**GOAL OF THE EXERCISE:** All of the entries below should be copied exactly as they appear.

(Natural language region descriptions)

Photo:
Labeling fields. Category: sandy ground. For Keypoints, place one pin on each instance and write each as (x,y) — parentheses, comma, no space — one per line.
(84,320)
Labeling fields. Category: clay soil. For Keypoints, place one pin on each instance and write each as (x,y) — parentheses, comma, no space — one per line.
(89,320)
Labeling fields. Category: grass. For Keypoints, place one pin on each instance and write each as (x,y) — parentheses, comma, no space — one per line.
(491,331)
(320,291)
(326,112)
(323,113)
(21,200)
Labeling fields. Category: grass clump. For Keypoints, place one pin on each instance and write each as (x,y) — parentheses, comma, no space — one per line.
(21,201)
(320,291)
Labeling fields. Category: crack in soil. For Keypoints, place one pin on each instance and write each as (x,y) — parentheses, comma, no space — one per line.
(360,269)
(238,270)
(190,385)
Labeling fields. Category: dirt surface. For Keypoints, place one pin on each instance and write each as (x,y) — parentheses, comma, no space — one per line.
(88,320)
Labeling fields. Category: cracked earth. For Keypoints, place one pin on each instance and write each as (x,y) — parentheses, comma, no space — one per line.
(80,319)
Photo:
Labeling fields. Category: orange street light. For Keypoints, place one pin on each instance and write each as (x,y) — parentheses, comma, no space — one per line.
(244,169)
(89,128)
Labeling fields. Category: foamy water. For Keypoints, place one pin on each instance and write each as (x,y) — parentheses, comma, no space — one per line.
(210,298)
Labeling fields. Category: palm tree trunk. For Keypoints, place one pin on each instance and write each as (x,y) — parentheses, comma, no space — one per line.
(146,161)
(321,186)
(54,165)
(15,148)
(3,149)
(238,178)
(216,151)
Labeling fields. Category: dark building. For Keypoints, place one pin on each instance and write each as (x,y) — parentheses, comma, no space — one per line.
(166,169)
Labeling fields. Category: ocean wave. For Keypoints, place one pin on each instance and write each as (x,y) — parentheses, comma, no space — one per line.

**PROBLEM SOLUTION:**
Photo:
Labeling fields. Category: sandy ground. For Keypoints, place one pin on each instance and write each as (x,y) — parentheses, comma, no space — one per line.
(84,320)
Labeling fields. Category: clay soil. For Keypoints, place one pin on each instance and write each as (x,y) — parentheses, comma, no space — one per line.
(89,320)
Labeling fields. Category: grass. For Keypoints, place one pin on each instance and write each as (x,y) — parentheses, comma, no space — one per line.
(491,331)
(320,291)
(326,112)
(323,113)
(21,200)
Labeling fields. Category: grass clump. For Keypoints, place one pin on each instance and write each as (x,y) — parentheses, comma, no space — one per line.
(21,201)
(320,291)
Labeling fields. Category: crack in soil. For Keypoints, place one pin on each instance and write each as (x,y) — parentheses, comma, no space — one per line.
(360,269)
(238,270)
(190,385)
Labeling fields. Category: dirt surface. For Keypoints, place one pin on each instance and write each as (x,y) — parentheses, comma, no space — one per line.
(88,320)
Labeling fields. Category: cracked earth. For Keypoints, place one pin on each instance and write each as (x,y) — parentheses, comma, no space — one per line.
(80,319)
Photo:
Labeling fields. Category: orange street light. For Keypoints, place one pin on each instance and write each as (x,y) — parentheses, comma, no space — one per line.
(244,169)
(89,128)
Labeling fields. Category: foamy water. For Keypoints, place one pin on each instance and write each as (x,y) — parentheses, comma, no space — one per line.
(210,298)
Labeling fields. Category: palm tree trunk. For Keypoints, place one pin on each instance and write each as (x,y) — parentheses, comma, no space — one per line.
(146,161)
(321,186)
(54,165)
(15,148)
(3,149)
(238,178)
(216,151)
Labeling fields. Category: dark building. For Keypoints, place one pin on each instance and write each as (x,y) — parentheses, comma, no space — one per line.
(166,169)
Labeling fields. Category: ocean wave. For Keypoints, place one pin on each instance and write each as (x,y) — parentheses, comma, no space — one per line.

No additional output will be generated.